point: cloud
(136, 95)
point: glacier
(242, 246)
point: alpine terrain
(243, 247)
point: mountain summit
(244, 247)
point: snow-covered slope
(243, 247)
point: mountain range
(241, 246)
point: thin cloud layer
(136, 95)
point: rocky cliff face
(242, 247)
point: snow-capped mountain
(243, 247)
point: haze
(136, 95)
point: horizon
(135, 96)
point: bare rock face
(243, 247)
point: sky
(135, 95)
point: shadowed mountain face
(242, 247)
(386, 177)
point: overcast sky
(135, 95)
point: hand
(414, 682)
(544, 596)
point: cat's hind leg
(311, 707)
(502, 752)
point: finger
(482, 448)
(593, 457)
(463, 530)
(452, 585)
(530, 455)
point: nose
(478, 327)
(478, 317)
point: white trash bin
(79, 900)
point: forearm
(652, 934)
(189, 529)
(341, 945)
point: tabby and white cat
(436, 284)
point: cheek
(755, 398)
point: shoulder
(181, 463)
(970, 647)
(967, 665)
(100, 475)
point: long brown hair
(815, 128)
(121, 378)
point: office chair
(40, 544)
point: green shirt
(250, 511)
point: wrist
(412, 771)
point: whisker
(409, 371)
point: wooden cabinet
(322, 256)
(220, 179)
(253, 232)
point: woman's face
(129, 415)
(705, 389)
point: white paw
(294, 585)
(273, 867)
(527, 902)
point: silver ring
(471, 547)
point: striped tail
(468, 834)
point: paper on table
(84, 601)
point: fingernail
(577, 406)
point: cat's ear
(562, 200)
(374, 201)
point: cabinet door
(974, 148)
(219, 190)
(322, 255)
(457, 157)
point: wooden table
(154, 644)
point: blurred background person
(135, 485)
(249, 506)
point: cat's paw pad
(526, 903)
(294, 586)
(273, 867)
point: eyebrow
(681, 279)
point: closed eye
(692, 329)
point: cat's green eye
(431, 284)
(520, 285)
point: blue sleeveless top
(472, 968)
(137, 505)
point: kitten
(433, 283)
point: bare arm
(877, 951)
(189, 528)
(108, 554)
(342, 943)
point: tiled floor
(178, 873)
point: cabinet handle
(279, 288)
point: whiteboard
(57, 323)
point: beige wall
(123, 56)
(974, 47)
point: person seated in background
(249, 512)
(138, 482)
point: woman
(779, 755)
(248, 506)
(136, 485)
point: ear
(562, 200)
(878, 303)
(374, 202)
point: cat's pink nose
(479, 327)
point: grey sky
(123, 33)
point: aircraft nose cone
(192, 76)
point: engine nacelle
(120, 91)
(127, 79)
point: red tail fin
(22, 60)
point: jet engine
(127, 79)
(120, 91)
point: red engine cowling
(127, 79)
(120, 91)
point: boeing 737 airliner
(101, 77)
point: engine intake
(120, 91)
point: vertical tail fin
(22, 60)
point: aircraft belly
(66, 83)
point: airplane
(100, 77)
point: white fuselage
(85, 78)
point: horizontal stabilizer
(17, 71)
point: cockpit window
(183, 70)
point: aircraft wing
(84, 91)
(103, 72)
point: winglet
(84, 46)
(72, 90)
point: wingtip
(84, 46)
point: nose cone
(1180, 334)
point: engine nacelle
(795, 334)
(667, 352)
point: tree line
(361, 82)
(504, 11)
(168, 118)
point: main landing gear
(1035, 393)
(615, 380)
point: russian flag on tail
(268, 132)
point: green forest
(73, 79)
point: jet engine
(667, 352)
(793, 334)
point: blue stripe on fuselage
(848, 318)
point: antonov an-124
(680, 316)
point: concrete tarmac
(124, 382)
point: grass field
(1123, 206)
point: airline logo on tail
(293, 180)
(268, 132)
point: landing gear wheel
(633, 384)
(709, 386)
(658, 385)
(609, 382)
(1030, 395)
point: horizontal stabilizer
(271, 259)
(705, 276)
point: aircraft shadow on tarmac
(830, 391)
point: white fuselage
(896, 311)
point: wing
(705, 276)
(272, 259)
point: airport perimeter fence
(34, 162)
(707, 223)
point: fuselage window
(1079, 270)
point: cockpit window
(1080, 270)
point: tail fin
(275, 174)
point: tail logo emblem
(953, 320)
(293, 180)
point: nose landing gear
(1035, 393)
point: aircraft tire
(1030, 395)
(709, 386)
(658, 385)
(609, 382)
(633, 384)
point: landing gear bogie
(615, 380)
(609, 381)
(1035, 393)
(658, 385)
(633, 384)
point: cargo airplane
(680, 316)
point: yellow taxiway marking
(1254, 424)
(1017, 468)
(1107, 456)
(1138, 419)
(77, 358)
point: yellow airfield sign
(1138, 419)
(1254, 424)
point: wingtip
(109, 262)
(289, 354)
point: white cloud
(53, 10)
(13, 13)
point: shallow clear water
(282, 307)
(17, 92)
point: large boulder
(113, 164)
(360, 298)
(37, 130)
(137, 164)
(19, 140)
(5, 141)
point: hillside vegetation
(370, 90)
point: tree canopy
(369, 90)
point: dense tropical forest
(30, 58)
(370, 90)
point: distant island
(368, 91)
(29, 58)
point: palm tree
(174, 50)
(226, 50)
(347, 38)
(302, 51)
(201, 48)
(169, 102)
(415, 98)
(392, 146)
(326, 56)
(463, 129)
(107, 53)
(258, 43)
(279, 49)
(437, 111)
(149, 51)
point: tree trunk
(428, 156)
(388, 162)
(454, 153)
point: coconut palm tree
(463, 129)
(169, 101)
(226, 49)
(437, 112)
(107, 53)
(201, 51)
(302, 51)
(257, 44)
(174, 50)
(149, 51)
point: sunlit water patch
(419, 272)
····················
-- EXERCISE DETAILS --
Each line in the material above must be retyped without alteration.

-- OUTPUT --
point: cloud
(136, 95)
point: glacier
(242, 246)
point: alpine terrain
(243, 247)
point: mountain summit
(244, 247)
point: snow-covered slope
(243, 247)
point: mountain range
(241, 246)
point: thin cloud layer
(136, 95)
point: rocky cliff face
(242, 247)
point: snow-capped mountain
(243, 247)
point: haze
(136, 95)
point: horizon
(135, 96)
point: bare rock face
(243, 247)
point: sky
(135, 95)
point: shadowed mountain face
(242, 247)
(386, 177)
point: overcast sky
(135, 95)
point: hand
(414, 682)
(544, 596)
point: cat's hind leg
(311, 707)
(502, 752)
point: finger
(482, 448)
(593, 457)
(463, 530)
(452, 585)
(530, 455)
point: nose
(478, 327)
(478, 317)
point: white trash bin
(79, 900)
point: forearm
(652, 934)
(189, 529)
(341, 945)
point: tabby and white cat
(436, 284)
point: cheek
(755, 398)
point: shoulder
(181, 463)
(970, 647)
(967, 665)
(100, 475)
point: long brown hair
(815, 128)
(121, 378)
point: office chair
(40, 544)
point: green shirt
(250, 511)
point: wrist
(412, 771)
point: whisker
(409, 371)
point: wooden cabinet
(322, 256)
(220, 179)
(253, 232)
point: woman's face
(129, 415)
(705, 389)
point: white paw
(294, 585)
(273, 867)
(527, 902)
point: silver ring
(471, 547)
point: striped tail
(468, 834)
point: paper on table
(84, 601)
point: fingernail
(577, 406)
point: cat's ear
(562, 200)
(374, 201)
point: cabinet door
(974, 148)
(219, 190)
(322, 255)
(457, 157)
point: wooden table
(154, 644)
point: blurred background person
(135, 485)
(249, 506)
point: cat's paw pad
(526, 903)
(294, 586)
(273, 867)
point: eyebrow
(681, 279)
point: closed eye
(692, 329)
point: cat's green eye
(431, 284)
(520, 285)
point: blue sleeveless top
(472, 968)
(137, 505)
point: kitten
(433, 283)
point: bare arm
(877, 951)
(189, 528)
(108, 554)
(342, 943)
point: tiled floor
(178, 873)
point: cabinet handle
(279, 288)
point: whiteboard
(57, 323)
point: beige wall
(123, 56)
(974, 47)
point: person seated in background
(249, 512)
(138, 482)
point: woman
(779, 755)
(248, 506)
(136, 485)
point: ear
(562, 200)
(878, 303)
(374, 202)
point: cat's pink nose
(479, 327)
point: grey sky
(123, 33)
point: aircraft nose cone
(192, 76)
point: engine nacelle
(120, 91)
(127, 79)
point: red tail fin
(22, 60)
point: jet engine
(127, 79)
(120, 91)
point: red engine cowling
(127, 79)
(120, 91)
point: boeing 737 airliner
(101, 77)
point: engine intake
(120, 91)
point: vertical tail fin
(22, 60)
point: aircraft belly
(66, 83)
point: airplane
(100, 77)
point: white fuselage
(85, 78)
point: horizontal stabilizer
(17, 71)
point: cockpit window
(183, 70)
point: aircraft wing
(84, 91)
(103, 72)
point: winglet
(84, 46)
(72, 90)
point: wingtip
(84, 46)
point: nose cone
(1180, 334)
point: engine nacelle
(795, 334)
(667, 352)
point: tree line
(361, 82)
(504, 11)
(168, 118)
point: main landing gear
(1035, 393)
(615, 380)
point: russian flag on tail
(268, 132)
point: green forest
(73, 79)
point: jet engine
(667, 352)
(793, 334)
point: blue stripe on fuselage
(848, 318)
point: antonov an-124
(680, 316)
point: concrete tarmac
(124, 382)
point: grass field
(1123, 206)
point: airline logo on tail
(293, 180)
(268, 132)
point: landing gear wheel
(633, 384)
(709, 386)
(658, 385)
(609, 382)
(1030, 395)
point: horizontal stabilizer
(271, 259)
(705, 276)
point: aircraft shadow on tarmac
(830, 391)
point: white fuselage
(896, 311)
point: wing
(705, 276)
(272, 259)
point: airport perimeter fence
(34, 162)
(707, 223)
point: fuselage window
(1079, 270)
point: cockpit window
(1080, 270)
point: tail fin
(275, 174)
point: tail logo emblem
(953, 320)
(293, 180)
point: nose landing gear
(1035, 393)
point: aircraft tire
(1030, 395)
(709, 386)
(658, 385)
(609, 382)
(633, 384)
point: landing gear bogie
(615, 380)
(609, 381)
(1035, 393)
(658, 385)
(633, 384)
point: cargo airplane
(680, 316)
point: yellow taxiway marking
(1254, 424)
(1017, 468)
(1107, 456)
(1138, 419)
(77, 358)
point: yellow airfield sign
(1138, 419)
(1254, 424)
point: wingtip
(109, 262)
(289, 354)
point: white cloud
(53, 10)
(13, 13)
point: shallow clear water
(282, 307)
(17, 92)
point: large boulder
(113, 164)
(360, 298)
(37, 130)
(137, 164)
(19, 140)
(5, 141)
point: hillside vegetation
(370, 90)
point: tree canopy
(369, 90)
point: dense tropical forest
(30, 58)
(370, 90)
point: distant island
(368, 91)
(29, 58)
point: palm tree
(174, 50)
(226, 50)
(347, 38)
(302, 51)
(201, 48)
(169, 102)
(415, 98)
(392, 146)
(326, 56)
(463, 129)
(107, 53)
(258, 43)
(279, 49)
(437, 111)
(149, 51)
point: tree trunk
(428, 156)
(388, 162)
(454, 153)
point: coconut palm tree
(463, 129)
(169, 101)
(226, 49)
(437, 112)
(107, 53)
(201, 51)
(302, 51)
(257, 44)
(174, 50)
(149, 51)
point: sunlit water patch
(419, 272)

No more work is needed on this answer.